▶ **EXERCISE INPUTS**:
++++++++
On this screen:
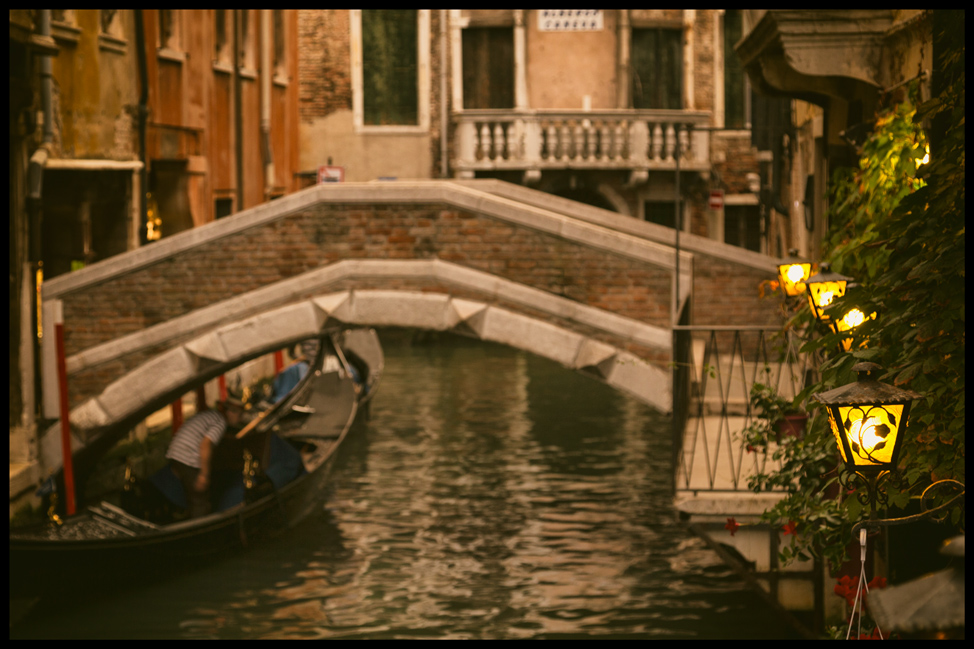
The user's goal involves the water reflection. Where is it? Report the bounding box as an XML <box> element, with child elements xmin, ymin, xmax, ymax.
<box><xmin>12</xmin><ymin>334</ymin><xmax>800</xmax><ymax>639</ymax></box>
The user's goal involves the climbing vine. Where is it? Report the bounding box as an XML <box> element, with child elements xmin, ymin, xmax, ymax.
<box><xmin>748</xmin><ymin>17</ymin><xmax>965</xmax><ymax>573</ymax></box>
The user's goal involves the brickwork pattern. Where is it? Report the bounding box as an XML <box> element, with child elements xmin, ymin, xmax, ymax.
<box><xmin>713</xmin><ymin>133</ymin><xmax>761</xmax><ymax>195</ymax></box>
<box><xmin>60</xmin><ymin>198</ymin><xmax>782</xmax><ymax>405</ymax></box>
<box><xmin>298</xmin><ymin>10</ymin><xmax>351</xmax><ymax>121</ymax></box>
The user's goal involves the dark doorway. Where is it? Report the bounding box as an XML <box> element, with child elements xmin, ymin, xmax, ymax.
<box><xmin>41</xmin><ymin>170</ymin><xmax>130</xmax><ymax>279</ymax></box>
<box><xmin>149</xmin><ymin>160</ymin><xmax>195</xmax><ymax>238</ymax></box>
<box><xmin>462</xmin><ymin>27</ymin><xmax>514</xmax><ymax>109</ymax></box>
<box><xmin>553</xmin><ymin>188</ymin><xmax>616</xmax><ymax>212</ymax></box>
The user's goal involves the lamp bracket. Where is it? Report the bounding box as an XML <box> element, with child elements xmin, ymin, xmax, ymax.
<box><xmin>850</xmin><ymin>478</ymin><xmax>966</xmax><ymax>538</ymax></box>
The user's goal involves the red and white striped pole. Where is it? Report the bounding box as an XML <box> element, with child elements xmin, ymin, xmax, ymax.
<box><xmin>54</xmin><ymin>318</ymin><xmax>76</xmax><ymax>516</ymax></box>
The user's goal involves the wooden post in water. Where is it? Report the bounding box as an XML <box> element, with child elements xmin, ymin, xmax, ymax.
<box><xmin>196</xmin><ymin>385</ymin><xmax>208</xmax><ymax>412</ymax></box>
<box><xmin>171</xmin><ymin>397</ymin><xmax>183</xmax><ymax>435</ymax></box>
<box><xmin>54</xmin><ymin>321</ymin><xmax>76</xmax><ymax>516</ymax></box>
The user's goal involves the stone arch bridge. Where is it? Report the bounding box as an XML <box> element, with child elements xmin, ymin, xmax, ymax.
<box><xmin>38</xmin><ymin>179</ymin><xmax>781</xmax><ymax>474</ymax></box>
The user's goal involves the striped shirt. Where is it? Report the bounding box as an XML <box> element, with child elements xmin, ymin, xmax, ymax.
<box><xmin>165</xmin><ymin>409</ymin><xmax>227</xmax><ymax>469</ymax></box>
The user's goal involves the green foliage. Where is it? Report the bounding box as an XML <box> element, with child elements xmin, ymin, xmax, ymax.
<box><xmin>753</xmin><ymin>24</ymin><xmax>965</xmax><ymax>570</ymax></box>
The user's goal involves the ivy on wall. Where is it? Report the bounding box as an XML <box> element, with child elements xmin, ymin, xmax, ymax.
<box><xmin>748</xmin><ymin>13</ymin><xmax>965</xmax><ymax>571</ymax></box>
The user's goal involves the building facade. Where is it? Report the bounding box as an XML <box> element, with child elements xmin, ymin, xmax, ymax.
<box><xmin>298</xmin><ymin>10</ymin><xmax>785</xmax><ymax>256</ymax></box>
<box><xmin>9</xmin><ymin>10</ymin><xmax>301</xmax><ymax>509</ymax></box>
<box><xmin>736</xmin><ymin>10</ymin><xmax>934</xmax><ymax>261</ymax></box>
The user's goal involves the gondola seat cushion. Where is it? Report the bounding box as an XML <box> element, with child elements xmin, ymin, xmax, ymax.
<box><xmin>148</xmin><ymin>464</ymin><xmax>188</xmax><ymax>509</ymax></box>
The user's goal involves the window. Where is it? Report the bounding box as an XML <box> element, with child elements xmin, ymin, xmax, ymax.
<box><xmin>100</xmin><ymin>10</ymin><xmax>118</xmax><ymax>36</ymax></box>
<box><xmin>159</xmin><ymin>10</ymin><xmax>179</xmax><ymax>50</ymax></box>
<box><xmin>644</xmin><ymin>200</ymin><xmax>679</xmax><ymax>229</ymax></box>
<box><xmin>214</xmin><ymin>10</ymin><xmax>230</xmax><ymax>65</ymax></box>
<box><xmin>723</xmin><ymin>11</ymin><xmax>748</xmax><ymax>129</ymax></box>
<box><xmin>724</xmin><ymin>204</ymin><xmax>761</xmax><ymax>252</ymax></box>
<box><xmin>352</xmin><ymin>10</ymin><xmax>430</xmax><ymax>131</ymax></box>
<box><xmin>462</xmin><ymin>27</ymin><xmax>514</xmax><ymax>109</ymax></box>
<box><xmin>238</xmin><ymin>10</ymin><xmax>256</xmax><ymax>71</ymax></box>
<box><xmin>631</xmin><ymin>28</ymin><xmax>683</xmax><ymax>109</ymax></box>
<box><xmin>362</xmin><ymin>10</ymin><xmax>418</xmax><ymax>125</ymax></box>
<box><xmin>273</xmin><ymin>10</ymin><xmax>286</xmax><ymax>76</ymax></box>
<box><xmin>98</xmin><ymin>9</ymin><xmax>126</xmax><ymax>53</ymax></box>
<box><xmin>215</xmin><ymin>197</ymin><xmax>234</xmax><ymax>220</ymax></box>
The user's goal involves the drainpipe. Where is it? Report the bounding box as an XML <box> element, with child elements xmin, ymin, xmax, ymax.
<box><xmin>135</xmin><ymin>9</ymin><xmax>149</xmax><ymax>245</ymax></box>
<box><xmin>28</xmin><ymin>10</ymin><xmax>55</xmax><ymax>208</ymax></box>
<box><xmin>27</xmin><ymin>10</ymin><xmax>55</xmax><ymax>434</ymax></box>
<box><xmin>440</xmin><ymin>9</ymin><xmax>449</xmax><ymax>178</ymax></box>
<box><xmin>234</xmin><ymin>11</ymin><xmax>244</xmax><ymax>211</ymax></box>
<box><xmin>260</xmin><ymin>10</ymin><xmax>274</xmax><ymax>199</ymax></box>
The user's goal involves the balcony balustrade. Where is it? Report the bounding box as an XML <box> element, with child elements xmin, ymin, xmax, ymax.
<box><xmin>453</xmin><ymin>109</ymin><xmax>711</xmax><ymax>177</ymax></box>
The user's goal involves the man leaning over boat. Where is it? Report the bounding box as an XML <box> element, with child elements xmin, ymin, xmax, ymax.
<box><xmin>165</xmin><ymin>398</ymin><xmax>245</xmax><ymax>518</ymax></box>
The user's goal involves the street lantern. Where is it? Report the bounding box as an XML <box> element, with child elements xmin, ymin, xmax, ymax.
<box><xmin>813</xmin><ymin>362</ymin><xmax>921</xmax><ymax>475</ymax></box>
<box><xmin>806</xmin><ymin>263</ymin><xmax>852</xmax><ymax>324</ymax></box>
<box><xmin>776</xmin><ymin>249</ymin><xmax>812</xmax><ymax>297</ymax></box>
<box><xmin>831</xmin><ymin>307</ymin><xmax>878</xmax><ymax>352</ymax></box>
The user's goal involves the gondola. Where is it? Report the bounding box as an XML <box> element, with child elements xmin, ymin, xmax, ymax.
<box><xmin>9</xmin><ymin>328</ymin><xmax>383</xmax><ymax>597</ymax></box>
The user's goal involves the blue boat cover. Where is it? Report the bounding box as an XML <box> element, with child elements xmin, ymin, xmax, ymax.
<box><xmin>272</xmin><ymin>362</ymin><xmax>309</xmax><ymax>403</ymax></box>
<box><xmin>148</xmin><ymin>436</ymin><xmax>307</xmax><ymax>513</ymax></box>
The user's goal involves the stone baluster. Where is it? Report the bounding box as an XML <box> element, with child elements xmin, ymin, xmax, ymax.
<box><xmin>583</xmin><ymin>119</ymin><xmax>596</xmax><ymax>160</ymax></box>
<box><xmin>494</xmin><ymin>123</ymin><xmax>506</xmax><ymax>160</ymax></box>
<box><xmin>559</xmin><ymin>121</ymin><xmax>572</xmax><ymax>161</ymax></box>
<box><xmin>600</xmin><ymin>121</ymin><xmax>611</xmax><ymax>161</ymax></box>
<box><xmin>545</xmin><ymin>122</ymin><xmax>558</xmax><ymax>160</ymax></box>
<box><xmin>679</xmin><ymin>126</ymin><xmax>690</xmax><ymax>162</ymax></box>
<box><xmin>574</xmin><ymin>121</ymin><xmax>586</xmax><ymax>161</ymax></box>
<box><xmin>480</xmin><ymin>123</ymin><xmax>492</xmax><ymax>161</ymax></box>
<box><xmin>664</xmin><ymin>123</ymin><xmax>676</xmax><ymax>162</ymax></box>
<box><xmin>613</xmin><ymin>122</ymin><xmax>625</xmax><ymax>160</ymax></box>
<box><xmin>651</xmin><ymin>123</ymin><xmax>663</xmax><ymax>161</ymax></box>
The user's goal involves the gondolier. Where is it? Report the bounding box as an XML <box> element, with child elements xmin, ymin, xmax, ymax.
<box><xmin>167</xmin><ymin>398</ymin><xmax>245</xmax><ymax>518</ymax></box>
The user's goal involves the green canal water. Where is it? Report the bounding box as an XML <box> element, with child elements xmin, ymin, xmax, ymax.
<box><xmin>11</xmin><ymin>332</ymin><xmax>802</xmax><ymax>639</ymax></box>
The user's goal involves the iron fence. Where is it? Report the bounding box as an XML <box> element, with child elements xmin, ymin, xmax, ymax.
<box><xmin>672</xmin><ymin>325</ymin><xmax>821</xmax><ymax>493</ymax></box>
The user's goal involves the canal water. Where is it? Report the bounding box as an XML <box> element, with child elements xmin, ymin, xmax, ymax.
<box><xmin>12</xmin><ymin>333</ymin><xmax>801</xmax><ymax>639</ymax></box>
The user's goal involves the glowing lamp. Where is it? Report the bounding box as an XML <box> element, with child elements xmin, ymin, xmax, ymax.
<box><xmin>806</xmin><ymin>263</ymin><xmax>852</xmax><ymax>324</ymax></box>
<box><xmin>813</xmin><ymin>362</ymin><xmax>921</xmax><ymax>474</ymax></box>
<box><xmin>776</xmin><ymin>249</ymin><xmax>812</xmax><ymax>297</ymax></box>
<box><xmin>830</xmin><ymin>307</ymin><xmax>878</xmax><ymax>352</ymax></box>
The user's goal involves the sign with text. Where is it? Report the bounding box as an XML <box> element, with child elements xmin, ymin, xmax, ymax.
<box><xmin>317</xmin><ymin>165</ymin><xmax>345</xmax><ymax>183</ymax></box>
<box><xmin>538</xmin><ymin>10</ymin><xmax>603</xmax><ymax>32</ymax></box>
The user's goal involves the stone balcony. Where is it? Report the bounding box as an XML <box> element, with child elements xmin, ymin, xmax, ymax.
<box><xmin>453</xmin><ymin>109</ymin><xmax>711</xmax><ymax>181</ymax></box>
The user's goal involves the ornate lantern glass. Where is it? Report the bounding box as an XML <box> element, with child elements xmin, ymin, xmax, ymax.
<box><xmin>830</xmin><ymin>307</ymin><xmax>878</xmax><ymax>352</ymax></box>
<box><xmin>813</xmin><ymin>362</ymin><xmax>921</xmax><ymax>474</ymax></box>
<box><xmin>777</xmin><ymin>249</ymin><xmax>812</xmax><ymax>297</ymax></box>
<box><xmin>806</xmin><ymin>263</ymin><xmax>852</xmax><ymax>324</ymax></box>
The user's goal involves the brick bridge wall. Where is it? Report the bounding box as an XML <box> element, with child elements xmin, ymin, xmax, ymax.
<box><xmin>45</xmin><ymin>182</ymin><xmax>783</xmax><ymax>409</ymax></box>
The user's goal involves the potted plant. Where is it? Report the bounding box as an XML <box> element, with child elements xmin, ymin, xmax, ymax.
<box><xmin>741</xmin><ymin>381</ymin><xmax>808</xmax><ymax>448</ymax></box>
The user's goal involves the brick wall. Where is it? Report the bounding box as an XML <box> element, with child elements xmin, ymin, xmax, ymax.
<box><xmin>713</xmin><ymin>133</ymin><xmax>761</xmax><ymax>194</ymax></box>
<box><xmin>298</xmin><ymin>10</ymin><xmax>351</xmax><ymax>121</ymax></box>
<box><xmin>59</xmin><ymin>196</ymin><xmax>782</xmax><ymax>405</ymax></box>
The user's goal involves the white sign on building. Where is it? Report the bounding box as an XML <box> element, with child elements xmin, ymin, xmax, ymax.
<box><xmin>538</xmin><ymin>10</ymin><xmax>603</xmax><ymax>32</ymax></box>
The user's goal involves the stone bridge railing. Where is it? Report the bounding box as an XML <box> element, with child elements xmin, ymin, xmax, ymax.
<box><xmin>41</xmin><ymin>180</ymin><xmax>782</xmax><ymax>429</ymax></box>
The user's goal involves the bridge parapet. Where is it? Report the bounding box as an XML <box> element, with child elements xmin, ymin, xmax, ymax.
<box><xmin>41</xmin><ymin>180</ymin><xmax>781</xmax><ymax>421</ymax></box>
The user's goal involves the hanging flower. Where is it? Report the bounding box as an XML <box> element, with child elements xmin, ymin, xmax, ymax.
<box><xmin>834</xmin><ymin>575</ymin><xmax>860</xmax><ymax>608</ymax></box>
<box><xmin>781</xmin><ymin>520</ymin><xmax>798</xmax><ymax>536</ymax></box>
<box><xmin>725</xmin><ymin>518</ymin><xmax>740</xmax><ymax>536</ymax></box>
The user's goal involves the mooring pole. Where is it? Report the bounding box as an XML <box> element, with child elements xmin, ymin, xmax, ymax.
<box><xmin>674</xmin><ymin>125</ymin><xmax>682</xmax><ymax>327</ymax></box>
<box><xmin>171</xmin><ymin>397</ymin><xmax>183</xmax><ymax>436</ymax></box>
<box><xmin>54</xmin><ymin>320</ymin><xmax>76</xmax><ymax>516</ymax></box>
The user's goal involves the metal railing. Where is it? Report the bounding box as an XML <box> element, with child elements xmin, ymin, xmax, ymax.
<box><xmin>453</xmin><ymin>108</ymin><xmax>711</xmax><ymax>173</ymax></box>
<box><xmin>672</xmin><ymin>326</ymin><xmax>820</xmax><ymax>493</ymax></box>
++++++++
The line with "The user's goal involves the hanging" through the last line of the entries above: output exactly those lines and nothing else.

▶ **ANSWER SECTION**:
The user's goal involves the hanging flower. Where is it? Report the bounding box as an XML <box> element, with child elements xmin, ymin, xmax, ymax.
<box><xmin>834</xmin><ymin>575</ymin><xmax>860</xmax><ymax>608</ymax></box>
<box><xmin>781</xmin><ymin>520</ymin><xmax>798</xmax><ymax>536</ymax></box>
<box><xmin>725</xmin><ymin>518</ymin><xmax>740</xmax><ymax>536</ymax></box>
The user's goal involves the mooring pole. Where is it? Report the bounding box as an XML <box> element, with child elements xmin, ymin, xmax, ymax.
<box><xmin>674</xmin><ymin>125</ymin><xmax>682</xmax><ymax>327</ymax></box>
<box><xmin>171</xmin><ymin>397</ymin><xmax>183</xmax><ymax>436</ymax></box>
<box><xmin>54</xmin><ymin>320</ymin><xmax>76</xmax><ymax>516</ymax></box>
The user's goal involves the metal railing. Where is it? Report the bounding box as an XML <box> element, with child elements xmin, ymin, xmax, ymax.
<box><xmin>453</xmin><ymin>108</ymin><xmax>711</xmax><ymax>173</ymax></box>
<box><xmin>672</xmin><ymin>326</ymin><xmax>820</xmax><ymax>493</ymax></box>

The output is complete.